> INSTRUCTIONS FOR THE TASK:
Copy word for word everything from "Awareness, insight. When" down to "self-condemnation, self-hatred, self-dissatisfaction." in the passage on confession below.

> TEXT:
┄┄┄┄┄┄
Posted October 10, 2003
Anthony de Mello, SJ on A Priest's View of Confession
One red-letter day in my life occurred in India. It was a great day,
really, the day after I was ordained. I sat in a confessional. We had a
very saintly Jesuit priest in our parish, a Spaniard, whom I had known even
before I went to the Jesuit novitiate. The day before I left for the
novitiate, I thought I'd better make a clean breast of everything so that
when I got to the novitiate I'd be nice and clean and wouldn't have to tell
the novice master anything. This old Spanish priest would have crowds of
people lined up at his confessional; he had a violet-colored handkerchief
which he covered his eyes with, and he'd mumble something and give you a
penance and send you away. He'd only met me a couple of times, but he'd
call me Antonie. So I stood in line, and when my turn came, I tried
changing my voice as I made my confession. He listened to me patiently,
gave me my penance, absolved me, and then said, "Antonie, when are you
going to the novitiate?"
Well, anyway, I went to this parish the day after my ordination. And the
old priest says to me, "Do you want to hear confessions?" I said, "All
right." He said, "Go and sit in my confessional." I thought, "My, I'm a
holy man. I'm going to sit in his confessional." I heard confessions for
three hours. It was Palm Sunday and we had the Easter crowd coming in. I
came out depressed, not from what I had heard, because I had been led to
expect that, and, having some inkling of what was going on in my own heart,
I was shocked by nothing. You know what depressed me? The realization
that I was giving them these little pious platitudes: "Now pray to the
Blessed Mother, she loves you," and "Remember that God is on your
side." Were these pious platitudes any cure for cancer? And this is a
cancer I'm dealing with, the lack of awareness and reality. So I swore a
mighty oath to myself that day: "I'll learn, I'll learn, so it will not be
said of me when it is all over, 'Father, what you said to me was absolutely
true but totally useless.'"
Awareness, insight. When you become an expert (and you'll soon become an
expert) you don't need to take a course in psychology. As you begin to
observe yourself, to watch yourself, to pick up those negative feelings,
you'll find your own way of explaining it. And you'll notice the
change. But then you'll have to deal with the big villain, and that
villain is self-condemnation, self-hatred, self-dissatisfaction.
┄┄┄┄┄┄
> MATERIAL SUPPLIED:
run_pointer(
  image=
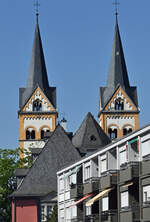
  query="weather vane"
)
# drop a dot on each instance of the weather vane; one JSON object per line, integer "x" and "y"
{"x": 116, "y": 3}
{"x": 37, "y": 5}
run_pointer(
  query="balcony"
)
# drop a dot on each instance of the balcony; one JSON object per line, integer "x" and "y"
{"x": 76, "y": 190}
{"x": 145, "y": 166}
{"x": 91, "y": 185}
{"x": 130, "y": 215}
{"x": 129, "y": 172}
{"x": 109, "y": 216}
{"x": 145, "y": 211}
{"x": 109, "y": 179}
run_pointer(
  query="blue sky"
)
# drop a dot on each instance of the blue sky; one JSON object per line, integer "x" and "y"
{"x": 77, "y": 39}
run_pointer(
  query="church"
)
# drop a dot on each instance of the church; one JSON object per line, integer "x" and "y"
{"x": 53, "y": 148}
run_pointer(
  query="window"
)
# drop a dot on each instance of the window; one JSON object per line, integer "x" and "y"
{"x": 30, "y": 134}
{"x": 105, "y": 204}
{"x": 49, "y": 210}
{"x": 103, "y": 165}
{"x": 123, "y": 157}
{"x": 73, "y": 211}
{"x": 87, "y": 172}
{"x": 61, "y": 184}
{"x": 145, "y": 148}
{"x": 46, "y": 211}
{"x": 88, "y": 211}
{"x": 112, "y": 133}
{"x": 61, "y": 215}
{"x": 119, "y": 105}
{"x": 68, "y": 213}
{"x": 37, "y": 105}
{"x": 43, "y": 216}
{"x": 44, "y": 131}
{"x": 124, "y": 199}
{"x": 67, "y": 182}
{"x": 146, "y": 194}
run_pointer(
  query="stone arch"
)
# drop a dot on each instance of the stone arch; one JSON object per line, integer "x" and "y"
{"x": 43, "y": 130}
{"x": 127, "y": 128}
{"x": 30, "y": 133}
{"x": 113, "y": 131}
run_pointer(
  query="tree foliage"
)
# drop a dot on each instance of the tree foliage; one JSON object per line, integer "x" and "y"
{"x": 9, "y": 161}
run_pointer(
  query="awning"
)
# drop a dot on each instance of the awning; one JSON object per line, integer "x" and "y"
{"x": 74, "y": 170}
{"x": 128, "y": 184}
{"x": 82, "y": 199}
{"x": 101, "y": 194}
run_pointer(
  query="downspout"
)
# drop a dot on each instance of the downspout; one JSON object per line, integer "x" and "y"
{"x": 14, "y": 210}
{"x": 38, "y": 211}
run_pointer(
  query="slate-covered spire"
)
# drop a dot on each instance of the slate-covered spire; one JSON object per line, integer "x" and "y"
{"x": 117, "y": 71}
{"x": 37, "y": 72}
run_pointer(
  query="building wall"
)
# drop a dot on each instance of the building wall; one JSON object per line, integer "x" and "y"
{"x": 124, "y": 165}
┄┄┄┄┄┄
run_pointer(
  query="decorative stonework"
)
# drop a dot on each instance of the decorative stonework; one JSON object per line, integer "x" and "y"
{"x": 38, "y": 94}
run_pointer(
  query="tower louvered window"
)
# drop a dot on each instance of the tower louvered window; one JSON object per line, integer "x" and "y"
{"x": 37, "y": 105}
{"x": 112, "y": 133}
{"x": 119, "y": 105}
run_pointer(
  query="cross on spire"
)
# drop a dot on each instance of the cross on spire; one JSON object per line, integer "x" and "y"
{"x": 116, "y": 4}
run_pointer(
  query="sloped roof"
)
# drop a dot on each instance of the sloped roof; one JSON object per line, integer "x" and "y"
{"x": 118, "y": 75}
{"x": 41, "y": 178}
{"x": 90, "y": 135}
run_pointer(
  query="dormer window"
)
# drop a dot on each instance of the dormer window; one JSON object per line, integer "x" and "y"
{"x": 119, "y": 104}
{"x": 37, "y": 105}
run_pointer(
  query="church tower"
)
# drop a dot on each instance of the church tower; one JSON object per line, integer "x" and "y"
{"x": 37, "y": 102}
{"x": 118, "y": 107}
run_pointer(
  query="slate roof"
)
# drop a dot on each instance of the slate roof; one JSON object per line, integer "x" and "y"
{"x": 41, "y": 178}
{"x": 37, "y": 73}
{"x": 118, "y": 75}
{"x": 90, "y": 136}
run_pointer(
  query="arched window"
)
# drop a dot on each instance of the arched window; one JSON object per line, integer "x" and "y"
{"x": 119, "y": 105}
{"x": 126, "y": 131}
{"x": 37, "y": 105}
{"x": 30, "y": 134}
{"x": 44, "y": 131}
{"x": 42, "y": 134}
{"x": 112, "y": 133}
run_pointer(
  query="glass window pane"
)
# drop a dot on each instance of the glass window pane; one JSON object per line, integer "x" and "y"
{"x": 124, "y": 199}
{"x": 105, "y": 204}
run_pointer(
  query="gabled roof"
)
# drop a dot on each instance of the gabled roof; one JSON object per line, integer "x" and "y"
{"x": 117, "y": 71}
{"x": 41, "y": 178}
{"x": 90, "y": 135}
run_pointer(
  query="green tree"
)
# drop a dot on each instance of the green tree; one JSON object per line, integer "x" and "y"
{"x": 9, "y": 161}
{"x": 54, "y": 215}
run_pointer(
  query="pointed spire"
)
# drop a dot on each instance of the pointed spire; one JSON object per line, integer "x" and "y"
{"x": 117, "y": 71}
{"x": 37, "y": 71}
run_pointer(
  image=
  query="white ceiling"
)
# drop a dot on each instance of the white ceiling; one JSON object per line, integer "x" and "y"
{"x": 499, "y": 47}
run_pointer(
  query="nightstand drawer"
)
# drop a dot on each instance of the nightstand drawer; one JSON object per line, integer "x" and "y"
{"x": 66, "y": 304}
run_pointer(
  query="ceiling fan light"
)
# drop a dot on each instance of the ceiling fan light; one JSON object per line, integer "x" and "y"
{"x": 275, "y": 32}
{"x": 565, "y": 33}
┄┄┄┄┄┄
> SOLUTION FOR THIS EXERCISE:
Awareness, insight. When you become an expert (and you'll soon become an
expert) you don't need to take a course in psychology. As you begin to
observe yourself, to watch yourself, to pick up those negative feelings,
you'll find your own way of explaining it. And you'll notice the
change. But then you'll have to deal with the big villain, and that
villain is self-condemnation, self-hatred, self-dissatisfaction.